------ Kutipan

Lion Air Digugat Rp 189 Miliar di Pengadilan Tinggi Inggris

Para penggugat berharap memenangkan gugatan dan meraih kompensasi lebih dari £ 10 juta dari Lion Air.

oleh Maulandy Rizky Bayu Kencana diperbarui 24 Sep 2020, 12:56 WIB
Pesawat maskapai Lion Air terparkir di areal Bandara Soekarno Hatta, Tangerang, Kamis (16/5/2019). . (Liputan6.com/Faizal Fanani)

Liputan6.com, Jakarta Maskapai Lion Air digugat perusahaan penyewaan pesawat Goshawk Aviation Ltd di Pengadilan Tinggi, Inggris. Gugatan berkaitan dengan perjanjian sewa atau utang 7 pesawat jet Boeing.

Nilai gugatan mencapai lebih dari USD 12,8 juta (£ 10 juta) setara Rp 189,4 miliar.

Mengutip laman law360.com, Kamis (24/9/2020),PT Lion Mentari Tbk atau Lion Air menandatangani  perjanjian sewa 7 pesawat terpisah untuk Boeing 737, antara tahun 2015 dan 2020.

Lion Air kemudian setuju untuk memberikan uang muka sebesar £ 5,5 juta untuk perjanjian sewa tersebut.

Seiring waktu, Goshawks dan 8 afiliasinya mengatakan jika Lion Air memiliki utang sekitar £ 1,6 juta hingga £ 2,5 juta, bila mengacu perjanjian sewa yang disebut telah terjadi pelanggaran.

Para penggugat berharap memenangkan gugatan dan meraih kompensasi lebih dari £ 10 juta dari Lion Air.

Kasus antara Lion Air, dengan Goshawk Aviation Ltd serta penggugat lainnya tercatat dengan nomor kasus CL-2020-000461, di Pengadilan Tinggi Niaga Inggris.

Saksikan video di bawah ini:


Lion Air Khawatir Mati Suri Lagi Akibat PSBB Jakarta

Boeing 737 MAX-8 pertama di Indonesia yang dioperasikan oleh Lion Air.

Lion Air Group menyatakan industri penerbangan dan pariwisata menjadi salah satu sektor yang terdampak pandemi Covid-19. Untuk itu, pihak maskapai mengajak semua pihak untuk bahu membahu memulihkan sektor industri ini.

Presiden Direktur Lion Air Group Edward Sirait mengatakan, ia tak mau industri penerbangan kembali mati suri lagi akibat wabah virus corona. Terlebih saat ini beberapa wilayah seperti DKI Jakarta akan kembali menerapkan sistem Pembatasan Sosial Berskala Besar (PSBB).

------------

Sambunglah berita tentang Lion Air di atas, dimulai tepat setelah kalimat terakhir yang tercantum.

------ Bahan Belajar

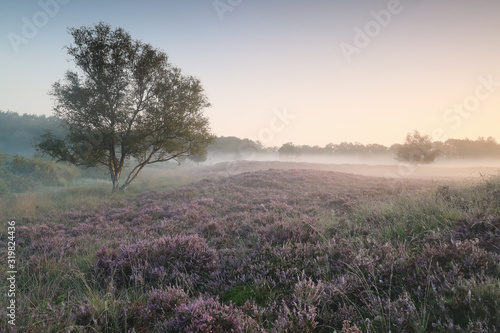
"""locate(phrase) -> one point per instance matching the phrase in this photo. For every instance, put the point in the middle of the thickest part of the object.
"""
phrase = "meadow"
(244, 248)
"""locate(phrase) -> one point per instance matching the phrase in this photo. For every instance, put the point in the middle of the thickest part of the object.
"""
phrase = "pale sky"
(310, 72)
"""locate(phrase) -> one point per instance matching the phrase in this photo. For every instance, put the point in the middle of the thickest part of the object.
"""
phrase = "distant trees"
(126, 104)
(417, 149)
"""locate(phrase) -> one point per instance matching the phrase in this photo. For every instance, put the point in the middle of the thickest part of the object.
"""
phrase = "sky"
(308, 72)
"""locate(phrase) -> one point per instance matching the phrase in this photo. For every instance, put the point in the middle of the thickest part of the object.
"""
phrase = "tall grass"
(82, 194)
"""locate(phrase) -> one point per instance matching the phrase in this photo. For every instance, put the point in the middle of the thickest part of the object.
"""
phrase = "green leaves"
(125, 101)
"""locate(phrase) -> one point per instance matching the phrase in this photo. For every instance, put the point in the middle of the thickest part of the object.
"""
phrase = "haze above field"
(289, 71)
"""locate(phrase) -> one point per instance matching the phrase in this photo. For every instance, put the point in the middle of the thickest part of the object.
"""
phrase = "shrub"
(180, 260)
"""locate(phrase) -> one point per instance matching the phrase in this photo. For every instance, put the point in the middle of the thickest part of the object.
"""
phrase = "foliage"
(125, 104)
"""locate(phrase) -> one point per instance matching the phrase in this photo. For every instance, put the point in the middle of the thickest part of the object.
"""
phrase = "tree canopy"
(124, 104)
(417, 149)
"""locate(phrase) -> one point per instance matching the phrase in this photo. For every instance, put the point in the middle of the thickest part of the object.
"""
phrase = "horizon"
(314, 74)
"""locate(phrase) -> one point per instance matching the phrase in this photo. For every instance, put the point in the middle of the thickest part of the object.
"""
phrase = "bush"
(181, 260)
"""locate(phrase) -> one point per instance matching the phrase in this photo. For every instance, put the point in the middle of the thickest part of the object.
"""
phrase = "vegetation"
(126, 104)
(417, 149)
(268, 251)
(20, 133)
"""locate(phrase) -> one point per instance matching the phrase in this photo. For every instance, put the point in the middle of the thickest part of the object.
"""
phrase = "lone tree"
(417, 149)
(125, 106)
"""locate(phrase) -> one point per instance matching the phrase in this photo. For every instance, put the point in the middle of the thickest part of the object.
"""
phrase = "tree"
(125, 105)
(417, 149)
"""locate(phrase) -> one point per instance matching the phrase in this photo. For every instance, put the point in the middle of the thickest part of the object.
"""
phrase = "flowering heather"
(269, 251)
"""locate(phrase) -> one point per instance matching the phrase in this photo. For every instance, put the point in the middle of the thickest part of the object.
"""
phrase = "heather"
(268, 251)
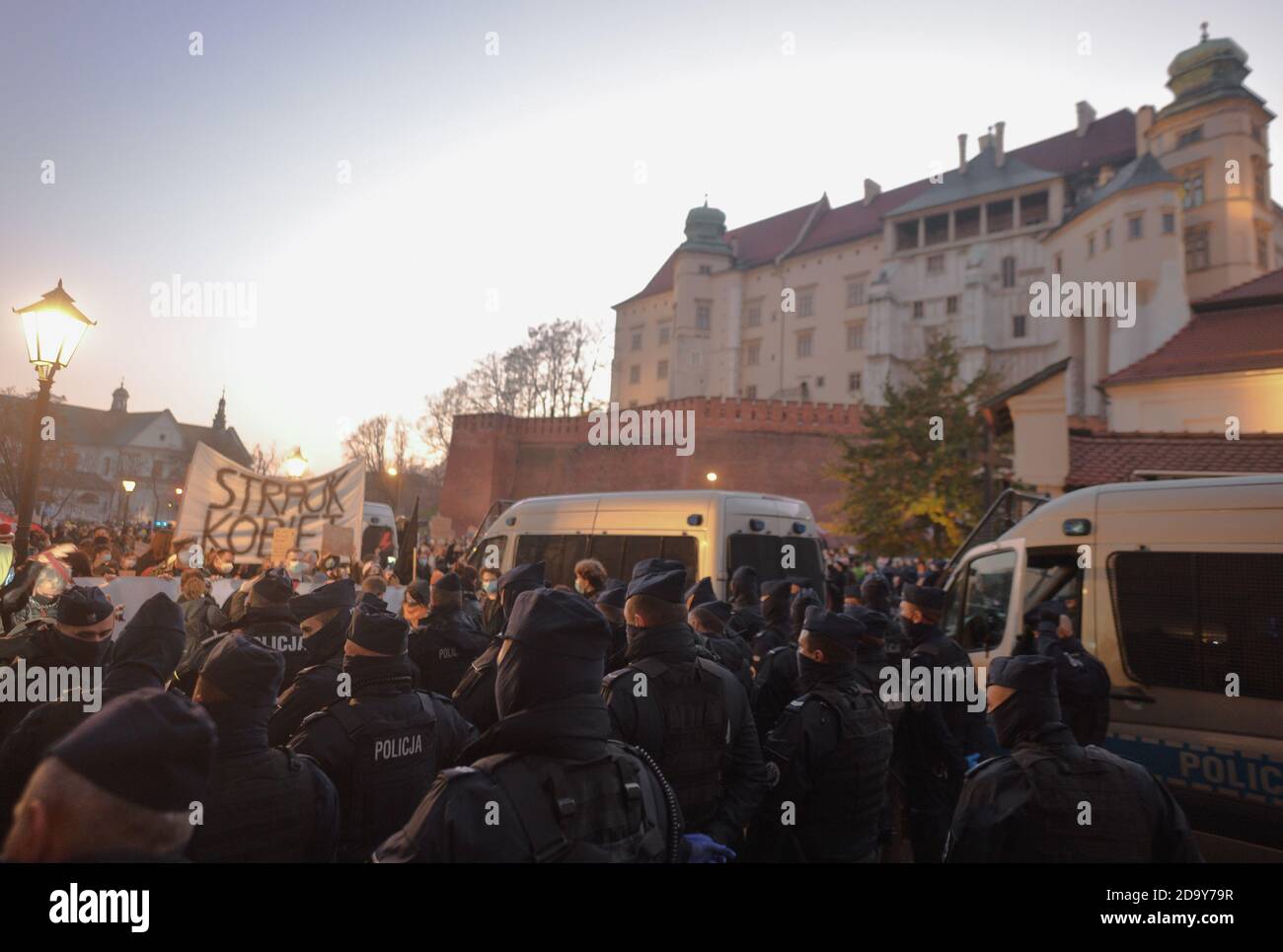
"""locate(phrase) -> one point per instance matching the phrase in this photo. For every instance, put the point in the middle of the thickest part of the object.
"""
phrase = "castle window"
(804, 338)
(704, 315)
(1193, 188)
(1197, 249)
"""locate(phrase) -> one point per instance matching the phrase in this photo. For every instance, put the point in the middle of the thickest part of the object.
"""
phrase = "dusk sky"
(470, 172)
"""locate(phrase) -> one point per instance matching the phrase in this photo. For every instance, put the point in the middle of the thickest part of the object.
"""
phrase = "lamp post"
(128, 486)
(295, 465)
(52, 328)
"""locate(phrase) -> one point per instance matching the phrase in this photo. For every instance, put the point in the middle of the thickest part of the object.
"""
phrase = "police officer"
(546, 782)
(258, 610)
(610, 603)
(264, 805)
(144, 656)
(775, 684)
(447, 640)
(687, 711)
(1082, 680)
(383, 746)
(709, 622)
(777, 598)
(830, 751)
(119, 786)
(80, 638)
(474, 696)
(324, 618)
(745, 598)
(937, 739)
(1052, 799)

------------

Jawaban Latihan
"Kami berharap semua pemangku kepentingan ikut menjaga, kita jaga termasuk dunia penerbangan nasional. Saya takut hubungan antar wilayah terganggu jika penerbangan kembali diputus akibat pandemi Covid-19," ujar dia dalam keterangan tertulis, Jumat (11/9/2020).

Edward menjelaskan, perjalanan bisnis masih mendominasi penumpang yang terbang dengan pesawat perusahaan selama masa pandemi, dibandingkan dengan perjalanan wisata dan kunjungan keluarga.

Pergerakan masyarakat untuk perjalanan bisnis mencapai 60 persen, kunjungan wisata 20 persen, dan 20 persen merupakan perjalanan untuk kunjugan keluarga.

Perjalanan bisnis disebutnya masih mendominasi lantaran memang ada pekerjaan-pekerjaan yang tidak bisa dihindari. Menurutnya, moda transportasi pesawat lebih aman dibandingkan dengan moda transportasi.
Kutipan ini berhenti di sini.